Erik Orsenna, L’amitié des mots

OrsennaParallèlement à ses romans (de L’Exposition coloniale à Madame Bâ), à ses biographies (Le Nôtre, Pasteur) ou à ses essais (sur l’eau, le papier ou le coton), Erik Orsenna a écrit cinq ouvrages consacrés à la langue française réunis en un seul volume (et illustrés, comme dans les éditions originales). Non pas sous la forme d’essais, ce serait mal connaître cet académicien bien peu académique, mais de contes écrits en réaction contre les manuels « censés apprendre le français » aux enfants, mais qui, « au lieu de s’émerveiller de notre langue la traitent comme un cadavre », comme il le rappelle dans sa préface.

La grammaire est une chanson douce (2001), savoureux et intelligent voyage au pays des mots, traduit en de nombreuses langues et qui a donné lieu à plusieurs dizaines d’adaptations scéniques, musicales ou théâtrales, raconte comment Jeanne, dix ans, et son frère Thomas, quatorze ans, partis rejoindre leur père outre-Atlantique, font naufrage et trouvent refuge sur une île dont les principaux habitants sont des mots. Ils y découvrent notamment une ville où cohabitent harmonieusement noms, adjectifs, pronoms et adverbes, et visitent une usine, «la plus nécessaire du monde», permettant de former des phrases.
================
CONSIGNE.
Résumez sous forme de liste le paragraphe du texte sur L’amitié des mots qui commence par « La grammaire est une chanson douce (2001) », en conservant ses faits principaux.

(Enregistrements du jeu de données)
================
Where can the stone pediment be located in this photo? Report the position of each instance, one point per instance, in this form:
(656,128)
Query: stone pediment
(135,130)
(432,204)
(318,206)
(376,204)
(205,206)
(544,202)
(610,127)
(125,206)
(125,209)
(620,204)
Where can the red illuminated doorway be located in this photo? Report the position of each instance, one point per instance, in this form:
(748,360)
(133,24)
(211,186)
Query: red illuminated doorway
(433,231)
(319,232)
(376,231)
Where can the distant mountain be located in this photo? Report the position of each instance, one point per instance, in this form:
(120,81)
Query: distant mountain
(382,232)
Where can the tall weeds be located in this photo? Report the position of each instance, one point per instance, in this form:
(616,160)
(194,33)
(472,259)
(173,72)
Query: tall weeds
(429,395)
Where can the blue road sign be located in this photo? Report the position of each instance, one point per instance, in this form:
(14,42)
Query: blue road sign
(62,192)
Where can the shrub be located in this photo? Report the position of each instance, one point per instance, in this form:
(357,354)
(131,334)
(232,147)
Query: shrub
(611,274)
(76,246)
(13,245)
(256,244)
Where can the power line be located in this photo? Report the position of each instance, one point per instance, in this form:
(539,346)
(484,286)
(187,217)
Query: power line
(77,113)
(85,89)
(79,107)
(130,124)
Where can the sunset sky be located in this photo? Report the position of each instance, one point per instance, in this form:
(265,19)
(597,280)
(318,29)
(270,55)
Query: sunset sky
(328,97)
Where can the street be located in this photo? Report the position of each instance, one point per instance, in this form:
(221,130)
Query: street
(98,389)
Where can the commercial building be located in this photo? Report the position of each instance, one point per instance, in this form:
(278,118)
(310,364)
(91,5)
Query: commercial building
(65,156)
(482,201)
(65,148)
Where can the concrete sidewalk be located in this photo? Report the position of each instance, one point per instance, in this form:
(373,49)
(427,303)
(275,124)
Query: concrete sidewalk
================
RÉPONSE ATTENDUE.
- La grammaire est une chanson douce, paru en 2001, a été traduit en de nombreuses langues et a donné lieu à plusieurs dizaines d’adaptations scéniques, musicales ou théâtrales.
- Jeanne, dix ans, et son frère Thomas, quatorze ans, partent rejoindre leur père outre-Atlantique.
- Ils font naufrage et trouvent refuge sur une île dont les principaux habitants sont des mots.
- Ils y découvrent une ville où noms, adjectifs, pronoms et adverbes cohabitent harmonieusement.
- Ils visitent une usine, « la plus nécessaire du monde », qui permet de former des phrases.